- **Extracted information**
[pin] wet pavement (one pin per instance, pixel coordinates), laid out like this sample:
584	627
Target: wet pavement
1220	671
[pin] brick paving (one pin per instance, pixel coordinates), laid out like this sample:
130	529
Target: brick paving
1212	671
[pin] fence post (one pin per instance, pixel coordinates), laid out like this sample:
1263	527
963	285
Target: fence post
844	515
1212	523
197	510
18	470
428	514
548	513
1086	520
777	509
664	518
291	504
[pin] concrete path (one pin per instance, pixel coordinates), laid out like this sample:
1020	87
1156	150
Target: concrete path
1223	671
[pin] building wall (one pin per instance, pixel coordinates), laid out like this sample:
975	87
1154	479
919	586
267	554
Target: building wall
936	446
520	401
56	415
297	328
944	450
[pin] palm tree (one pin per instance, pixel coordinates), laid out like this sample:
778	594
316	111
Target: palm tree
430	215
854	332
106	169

--

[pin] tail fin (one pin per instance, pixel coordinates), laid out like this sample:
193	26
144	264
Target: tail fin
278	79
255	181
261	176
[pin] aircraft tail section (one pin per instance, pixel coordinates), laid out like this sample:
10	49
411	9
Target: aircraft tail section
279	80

- **What is asked**
Gather each line of the data above that contains the string "tail".

- **Solution to the exercise**
[pin] tail fin (one pin per instance, pixel coordinates), laid out like this sample:
Target: tail fin
[pin] aircraft tail section (one pin per instance, pixel coordinates), laid out like this sample:
Target: aircraft tail section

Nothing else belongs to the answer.